■ Data
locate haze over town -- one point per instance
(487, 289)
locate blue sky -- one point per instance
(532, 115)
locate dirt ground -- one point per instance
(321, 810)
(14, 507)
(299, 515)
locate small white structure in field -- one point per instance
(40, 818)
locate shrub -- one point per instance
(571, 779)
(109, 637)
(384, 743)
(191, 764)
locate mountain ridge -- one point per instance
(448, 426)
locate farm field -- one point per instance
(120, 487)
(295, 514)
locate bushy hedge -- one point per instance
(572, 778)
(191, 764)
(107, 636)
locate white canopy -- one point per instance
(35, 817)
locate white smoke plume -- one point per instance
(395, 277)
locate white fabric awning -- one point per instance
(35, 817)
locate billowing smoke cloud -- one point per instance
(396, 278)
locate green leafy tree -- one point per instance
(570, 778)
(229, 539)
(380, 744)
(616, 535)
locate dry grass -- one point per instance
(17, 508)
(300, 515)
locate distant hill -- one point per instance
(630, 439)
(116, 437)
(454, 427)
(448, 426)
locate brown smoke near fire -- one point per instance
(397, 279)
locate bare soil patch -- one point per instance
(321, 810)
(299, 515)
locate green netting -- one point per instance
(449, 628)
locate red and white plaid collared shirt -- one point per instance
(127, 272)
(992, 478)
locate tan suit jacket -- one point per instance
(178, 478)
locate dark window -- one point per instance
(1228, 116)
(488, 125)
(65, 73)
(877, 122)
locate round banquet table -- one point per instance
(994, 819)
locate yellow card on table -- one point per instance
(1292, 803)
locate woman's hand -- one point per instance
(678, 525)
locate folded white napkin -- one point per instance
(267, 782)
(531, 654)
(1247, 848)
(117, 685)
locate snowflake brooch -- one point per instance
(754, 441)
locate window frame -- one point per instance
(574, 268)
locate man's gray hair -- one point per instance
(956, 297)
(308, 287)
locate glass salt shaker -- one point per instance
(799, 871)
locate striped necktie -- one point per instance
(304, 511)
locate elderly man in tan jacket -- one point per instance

■ What is expected
Go back to the data above and please quote exactly, and only, the lines from the line with "locate woman's hand -- one point per instance" through its last line.

■ Result of the task
locate woman's hand -- one point per instance
(678, 525)
locate folded white napkin -- one point per instance
(267, 782)
(531, 654)
(1247, 848)
(117, 685)
locate snowflake brooch -- one point per instance
(754, 441)
locate window frame -- one point per instance
(574, 268)
locate man's gray hair -- one point per instance
(956, 297)
(308, 287)
locate glass salt shaker -- one point per instance
(799, 871)
locate striped necktie -- one point per instance
(304, 511)
locate elderly man in tan jacket -- one point per instance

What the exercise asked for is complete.